* [Brief]: Reproduce the listing from the line containing "of the folded" up to and including its last line, keeping every request unchanged and raising each coordinate in the answers by 109.

* [Material]:
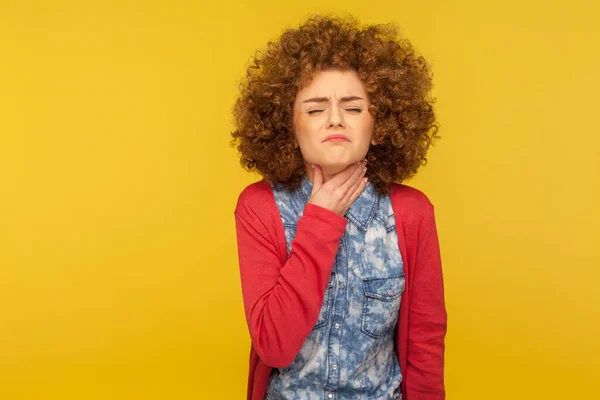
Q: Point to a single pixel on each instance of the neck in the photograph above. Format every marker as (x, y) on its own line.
(327, 173)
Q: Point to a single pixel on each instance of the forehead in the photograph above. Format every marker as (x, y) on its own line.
(334, 82)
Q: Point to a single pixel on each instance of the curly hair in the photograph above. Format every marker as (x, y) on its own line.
(397, 81)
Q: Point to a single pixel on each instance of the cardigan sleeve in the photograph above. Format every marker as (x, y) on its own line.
(426, 320)
(282, 301)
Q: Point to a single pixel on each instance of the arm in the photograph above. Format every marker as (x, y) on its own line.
(282, 302)
(426, 320)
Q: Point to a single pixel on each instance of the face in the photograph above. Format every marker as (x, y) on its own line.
(332, 124)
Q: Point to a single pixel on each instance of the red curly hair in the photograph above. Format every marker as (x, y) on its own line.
(397, 81)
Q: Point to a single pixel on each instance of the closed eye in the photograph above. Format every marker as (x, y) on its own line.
(358, 110)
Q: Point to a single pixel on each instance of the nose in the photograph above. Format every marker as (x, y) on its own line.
(335, 117)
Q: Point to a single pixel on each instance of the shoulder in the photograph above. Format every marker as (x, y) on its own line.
(255, 199)
(410, 202)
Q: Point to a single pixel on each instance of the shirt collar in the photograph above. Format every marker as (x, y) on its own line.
(361, 212)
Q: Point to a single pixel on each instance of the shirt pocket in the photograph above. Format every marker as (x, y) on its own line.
(327, 303)
(381, 304)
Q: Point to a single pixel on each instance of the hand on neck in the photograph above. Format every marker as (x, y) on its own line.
(328, 172)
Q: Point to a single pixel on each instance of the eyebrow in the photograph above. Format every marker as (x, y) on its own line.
(325, 99)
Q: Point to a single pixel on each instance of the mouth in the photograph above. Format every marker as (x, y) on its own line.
(336, 138)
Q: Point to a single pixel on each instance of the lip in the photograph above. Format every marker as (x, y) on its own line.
(336, 138)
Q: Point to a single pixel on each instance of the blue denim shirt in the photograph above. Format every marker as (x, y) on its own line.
(350, 353)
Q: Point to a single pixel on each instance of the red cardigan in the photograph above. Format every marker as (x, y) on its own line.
(283, 295)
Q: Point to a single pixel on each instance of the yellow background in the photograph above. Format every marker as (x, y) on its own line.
(118, 261)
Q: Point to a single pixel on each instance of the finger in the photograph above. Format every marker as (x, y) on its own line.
(317, 179)
(358, 191)
(343, 175)
(350, 192)
(358, 173)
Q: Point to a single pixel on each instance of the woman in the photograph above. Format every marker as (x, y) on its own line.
(339, 262)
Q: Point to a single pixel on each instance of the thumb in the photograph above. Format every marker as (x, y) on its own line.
(317, 179)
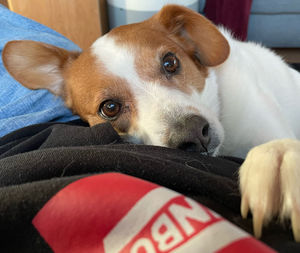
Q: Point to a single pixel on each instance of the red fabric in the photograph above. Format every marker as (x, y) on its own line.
(113, 212)
(232, 14)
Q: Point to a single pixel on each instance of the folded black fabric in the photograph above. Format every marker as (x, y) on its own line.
(38, 161)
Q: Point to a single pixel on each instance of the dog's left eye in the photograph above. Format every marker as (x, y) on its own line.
(109, 109)
(170, 63)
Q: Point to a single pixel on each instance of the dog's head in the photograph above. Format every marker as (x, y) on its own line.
(150, 80)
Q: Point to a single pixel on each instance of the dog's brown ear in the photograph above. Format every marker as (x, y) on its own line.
(199, 37)
(37, 65)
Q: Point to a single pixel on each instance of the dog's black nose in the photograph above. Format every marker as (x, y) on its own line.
(190, 134)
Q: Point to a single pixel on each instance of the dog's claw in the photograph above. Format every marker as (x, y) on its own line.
(269, 184)
(244, 207)
(296, 224)
(258, 219)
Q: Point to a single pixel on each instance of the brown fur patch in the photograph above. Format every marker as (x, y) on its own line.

* [Solved exercise]:
Q: Point to a single pixel on each instance of the folded black fabric in the photograph above. Format every marker as (x, y) on its own line.
(147, 270)
Q: Point to a single pixel on each instance of the dog's left eye in the photograph above. Format every marker as (x, y) on its own line.
(218, 218)
(279, 172)
Q: Point to a single pixel on each instance of the dog's head in the photograph above. Format every marker as (x, y) on its own line.
(259, 189)
Q: Point to a single pixel on each instance of the dog's brown ear in the photograph above. Format every marker as (x, y) on its own line.
(308, 146)
(146, 174)
Q: Point to a single pixel on each instance of the dog's black nose in the photograph above. Format every marker as (x, y) on its own line.
(299, 243)
Q: Point to a single pixel on each instance of the dog's claw in the photograph above. Format every marker as (x, y) on its own line.
(378, 293)
(353, 316)
(405, 333)
(367, 328)
Q: Point to a single pixel on each instance of the brown fur patch in the photograph above. Format every marker as (x, y) on its own line.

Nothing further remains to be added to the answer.